**INSTRUCTIONS TO FOLLOW**
Your answer should be the lines from the one with "Please put a marker on the blurred green" to the end of the data below, both included, exact and free of pictures.

:::::

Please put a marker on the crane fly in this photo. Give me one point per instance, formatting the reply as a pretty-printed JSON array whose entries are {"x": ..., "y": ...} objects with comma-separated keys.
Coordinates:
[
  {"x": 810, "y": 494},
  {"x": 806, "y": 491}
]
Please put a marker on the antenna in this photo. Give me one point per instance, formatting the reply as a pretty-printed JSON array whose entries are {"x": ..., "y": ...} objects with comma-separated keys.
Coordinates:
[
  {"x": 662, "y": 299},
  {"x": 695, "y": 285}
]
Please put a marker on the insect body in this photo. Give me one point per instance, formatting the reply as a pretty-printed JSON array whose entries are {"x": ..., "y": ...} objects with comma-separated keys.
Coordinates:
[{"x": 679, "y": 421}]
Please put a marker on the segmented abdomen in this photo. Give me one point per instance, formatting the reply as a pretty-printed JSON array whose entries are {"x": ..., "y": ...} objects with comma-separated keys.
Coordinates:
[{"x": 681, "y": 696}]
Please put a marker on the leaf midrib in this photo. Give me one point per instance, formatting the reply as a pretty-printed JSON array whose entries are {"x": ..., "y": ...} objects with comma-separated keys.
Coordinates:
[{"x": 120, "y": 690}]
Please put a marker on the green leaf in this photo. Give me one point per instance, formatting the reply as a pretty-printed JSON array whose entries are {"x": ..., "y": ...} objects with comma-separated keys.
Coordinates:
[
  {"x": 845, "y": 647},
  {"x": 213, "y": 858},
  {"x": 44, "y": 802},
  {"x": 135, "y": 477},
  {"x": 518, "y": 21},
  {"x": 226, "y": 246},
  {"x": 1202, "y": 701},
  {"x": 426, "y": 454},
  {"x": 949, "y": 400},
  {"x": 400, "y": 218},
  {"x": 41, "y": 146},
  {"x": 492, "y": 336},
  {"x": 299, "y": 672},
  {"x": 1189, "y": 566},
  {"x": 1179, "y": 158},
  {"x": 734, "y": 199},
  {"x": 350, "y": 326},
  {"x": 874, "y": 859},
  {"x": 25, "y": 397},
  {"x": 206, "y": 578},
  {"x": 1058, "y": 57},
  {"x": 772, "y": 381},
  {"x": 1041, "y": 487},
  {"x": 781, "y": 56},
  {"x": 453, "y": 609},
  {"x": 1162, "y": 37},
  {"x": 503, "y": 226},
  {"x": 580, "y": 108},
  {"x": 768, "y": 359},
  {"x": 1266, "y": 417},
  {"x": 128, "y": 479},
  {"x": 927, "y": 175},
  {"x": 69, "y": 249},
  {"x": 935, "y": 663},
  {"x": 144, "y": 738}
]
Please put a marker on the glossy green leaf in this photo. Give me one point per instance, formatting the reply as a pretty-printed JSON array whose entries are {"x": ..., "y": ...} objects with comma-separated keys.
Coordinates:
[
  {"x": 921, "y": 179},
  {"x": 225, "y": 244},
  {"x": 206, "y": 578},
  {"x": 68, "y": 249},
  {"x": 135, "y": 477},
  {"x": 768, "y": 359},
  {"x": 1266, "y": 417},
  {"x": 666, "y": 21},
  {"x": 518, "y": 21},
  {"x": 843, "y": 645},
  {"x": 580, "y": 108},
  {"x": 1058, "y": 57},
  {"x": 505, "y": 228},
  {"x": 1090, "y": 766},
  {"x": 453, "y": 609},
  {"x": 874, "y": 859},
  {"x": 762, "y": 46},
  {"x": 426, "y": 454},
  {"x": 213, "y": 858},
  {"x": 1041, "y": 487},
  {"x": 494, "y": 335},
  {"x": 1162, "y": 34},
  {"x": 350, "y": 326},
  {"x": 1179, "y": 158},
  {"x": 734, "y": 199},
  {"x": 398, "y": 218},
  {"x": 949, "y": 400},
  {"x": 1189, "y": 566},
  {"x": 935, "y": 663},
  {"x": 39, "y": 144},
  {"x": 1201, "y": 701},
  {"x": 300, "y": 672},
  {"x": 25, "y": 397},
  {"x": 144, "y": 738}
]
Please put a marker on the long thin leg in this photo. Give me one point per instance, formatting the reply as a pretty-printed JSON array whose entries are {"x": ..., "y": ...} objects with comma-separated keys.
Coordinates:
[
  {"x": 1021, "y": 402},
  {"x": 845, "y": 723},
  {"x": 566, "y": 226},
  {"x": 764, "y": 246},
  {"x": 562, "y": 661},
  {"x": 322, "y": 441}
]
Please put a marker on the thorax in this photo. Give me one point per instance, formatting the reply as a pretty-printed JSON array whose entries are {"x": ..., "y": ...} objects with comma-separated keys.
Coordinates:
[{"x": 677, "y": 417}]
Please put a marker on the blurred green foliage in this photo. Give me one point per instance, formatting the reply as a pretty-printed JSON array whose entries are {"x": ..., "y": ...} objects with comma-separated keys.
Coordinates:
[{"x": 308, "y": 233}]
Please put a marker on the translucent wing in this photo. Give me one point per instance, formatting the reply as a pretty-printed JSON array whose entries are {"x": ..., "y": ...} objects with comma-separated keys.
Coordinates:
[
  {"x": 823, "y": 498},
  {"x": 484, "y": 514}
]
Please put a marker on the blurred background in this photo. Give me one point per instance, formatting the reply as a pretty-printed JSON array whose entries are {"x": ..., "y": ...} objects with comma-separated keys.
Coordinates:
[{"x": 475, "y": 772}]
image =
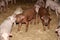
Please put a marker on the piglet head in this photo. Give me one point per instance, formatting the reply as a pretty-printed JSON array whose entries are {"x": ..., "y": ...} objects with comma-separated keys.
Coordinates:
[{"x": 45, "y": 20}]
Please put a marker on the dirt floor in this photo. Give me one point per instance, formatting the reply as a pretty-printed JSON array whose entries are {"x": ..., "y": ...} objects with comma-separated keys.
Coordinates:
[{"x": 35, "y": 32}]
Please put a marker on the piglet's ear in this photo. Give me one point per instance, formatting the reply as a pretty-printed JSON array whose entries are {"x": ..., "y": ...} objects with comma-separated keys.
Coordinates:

:::::

**EXERCISE ANSWER**
Please put a marker on the blurred green foliage in this photo. Give me one point per instance, formatting the reply as a pretty-printed JSON array whose entries are {"x": ..., "y": ...} objects with comma-separated keys.
Coordinates:
[{"x": 308, "y": 233}]
Please put a marker on the translucent wing in this photo. Give me one point per instance, formatting the reply as a pretty-printed JSON array whose entries are {"x": ..., "y": ...} objects with comma-separated keys.
Coordinates:
[
  {"x": 823, "y": 498},
  {"x": 484, "y": 514}
]
Please put a marker on the blurred background in this photo. Give me one point per instance, formatting the reply as a pretty-printed JSON array whose entries are {"x": ..., "y": ...} objects with comma-separated keys.
Coordinates:
[{"x": 475, "y": 772}]
image =
Please put a marker on the piglet head in this photo. Give me one point per instance, formatting the reply as a pretty-printed JSON array whose entries are {"x": ..., "y": ...} objects with comma-separated keys.
Coordinates:
[{"x": 45, "y": 20}]
Please put a marker on the dirt floor in this photo. Give me one point per instance, formatting the reply as a pretty-printed JSON array whose entries are {"x": ..., "y": ...} objects with comma-separated keys.
Coordinates:
[{"x": 35, "y": 32}]
Please put a marker on the piglet's ear in this photo. Give me one point per instance, formatting the reply as a pretty-printed JSON array whose entries are {"x": ..., "y": ...} objects with comma-separated keys.
Coordinates:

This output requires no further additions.